» **Given information**:
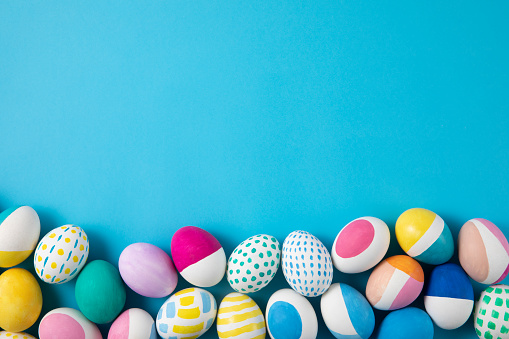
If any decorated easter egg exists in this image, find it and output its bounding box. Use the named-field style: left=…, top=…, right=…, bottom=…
left=0, top=268, right=42, bottom=332
left=320, top=283, right=375, bottom=339
left=424, top=263, right=474, bottom=330
left=458, top=218, right=509, bottom=285
left=34, top=225, right=88, bottom=284
left=377, top=307, right=435, bottom=339
left=281, top=231, right=333, bottom=297
left=39, top=307, right=102, bottom=339
left=0, top=206, right=41, bottom=267
left=108, top=308, right=157, bottom=339
left=396, top=208, right=454, bottom=265
left=366, top=255, right=424, bottom=311
left=156, top=288, right=217, bottom=339
left=226, top=234, right=281, bottom=293
left=75, top=260, right=126, bottom=324
left=331, top=217, right=391, bottom=273
left=265, top=288, right=318, bottom=339
left=118, top=242, right=178, bottom=298
left=171, top=226, right=226, bottom=287
left=474, top=285, right=509, bottom=339
left=217, top=292, right=266, bottom=339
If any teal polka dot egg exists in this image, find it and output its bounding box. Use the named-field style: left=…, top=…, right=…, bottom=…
left=34, top=225, right=88, bottom=284
left=226, top=234, right=281, bottom=293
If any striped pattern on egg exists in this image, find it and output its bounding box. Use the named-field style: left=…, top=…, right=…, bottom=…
left=34, top=225, right=89, bottom=284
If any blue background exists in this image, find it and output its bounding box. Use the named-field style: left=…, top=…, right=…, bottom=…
left=0, top=1, right=509, bottom=338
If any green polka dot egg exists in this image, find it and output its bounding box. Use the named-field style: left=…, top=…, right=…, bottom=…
left=226, top=234, right=281, bottom=293
left=34, top=225, right=88, bottom=284
left=474, top=285, right=509, bottom=339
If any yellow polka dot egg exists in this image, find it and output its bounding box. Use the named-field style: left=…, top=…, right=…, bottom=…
left=34, top=225, right=88, bottom=284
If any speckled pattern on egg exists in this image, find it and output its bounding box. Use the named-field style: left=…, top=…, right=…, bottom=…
left=34, top=225, right=89, bottom=284
left=227, top=234, right=281, bottom=293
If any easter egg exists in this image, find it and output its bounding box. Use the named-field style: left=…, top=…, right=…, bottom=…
left=226, top=234, right=281, bottom=293
left=377, top=307, right=435, bottom=339
left=118, top=243, right=178, bottom=298
left=331, top=217, right=391, bottom=273
left=0, top=206, right=41, bottom=267
left=34, top=225, right=88, bottom=284
left=39, top=307, right=102, bottom=339
left=217, top=292, right=266, bottom=339
left=0, top=268, right=42, bottom=332
left=458, top=218, right=509, bottom=285
left=424, top=263, right=474, bottom=330
left=171, top=226, right=226, bottom=287
left=265, top=288, right=318, bottom=339
left=366, top=255, right=424, bottom=311
left=396, top=208, right=454, bottom=265
left=281, top=231, right=333, bottom=297
left=108, top=308, right=158, bottom=339
left=320, top=283, right=375, bottom=339
left=75, top=260, right=126, bottom=324
left=156, top=288, right=217, bottom=339
left=474, top=285, right=509, bottom=339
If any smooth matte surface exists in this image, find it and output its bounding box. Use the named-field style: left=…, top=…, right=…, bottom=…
left=0, top=0, right=509, bottom=338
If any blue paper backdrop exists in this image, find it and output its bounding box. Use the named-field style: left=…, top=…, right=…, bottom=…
left=0, top=1, right=509, bottom=338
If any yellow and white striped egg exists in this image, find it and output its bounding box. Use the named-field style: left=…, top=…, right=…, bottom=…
left=217, top=292, right=266, bottom=339
left=34, top=225, right=88, bottom=284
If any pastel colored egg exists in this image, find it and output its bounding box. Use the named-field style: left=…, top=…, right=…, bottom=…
left=118, top=243, right=178, bottom=298
left=226, top=234, right=281, bottom=293
left=171, top=226, right=226, bottom=287
left=0, top=268, right=42, bottom=332
left=108, top=308, right=158, bottom=339
left=217, top=292, right=266, bottom=339
left=331, top=217, right=391, bottom=273
left=34, top=225, right=88, bottom=284
left=320, top=283, right=375, bottom=339
left=75, top=260, right=126, bottom=324
left=366, top=255, right=424, bottom=311
left=424, top=263, right=474, bottom=330
left=377, top=307, right=435, bottom=339
left=281, top=231, right=333, bottom=297
left=458, top=218, right=509, bottom=285
left=396, top=208, right=454, bottom=265
left=156, top=288, right=217, bottom=339
left=0, top=206, right=41, bottom=267
left=39, top=307, right=102, bottom=339
left=265, top=288, right=318, bottom=339
left=474, top=285, right=509, bottom=339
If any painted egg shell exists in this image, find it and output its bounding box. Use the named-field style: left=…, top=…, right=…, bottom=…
left=281, top=231, right=333, bottom=297
left=458, top=218, right=509, bottom=285
left=39, top=307, right=102, bottom=339
left=396, top=208, right=454, bottom=265
left=474, top=285, right=509, bottom=339
left=0, top=206, right=41, bottom=267
left=217, top=292, right=266, bottom=339
left=118, top=242, right=178, bottom=298
left=156, top=288, right=217, bottom=339
left=320, top=283, right=375, bottom=339
left=366, top=255, right=424, bottom=311
left=424, top=263, right=474, bottom=330
left=74, top=260, right=126, bottom=324
left=226, top=234, right=281, bottom=293
left=331, top=217, right=391, bottom=273
left=108, top=308, right=157, bottom=339
left=377, top=307, right=435, bottom=339
left=34, top=225, right=88, bottom=284
left=265, top=288, right=318, bottom=339
left=0, top=268, right=42, bottom=332
left=171, top=226, right=226, bottom=287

» **Set task**: Gather every line in the material above that contains the word "pattern".

» **The response**:
If any striped pattern on egg exists in this image, find it and output its bounding box. Use the named-field style: left=…, top=…, right=…, bottom=…
If any speckled pattern on egg exists in this image, find it and output its bounding box. Use the named-field style: left=…, top=…, right=…, bottom=…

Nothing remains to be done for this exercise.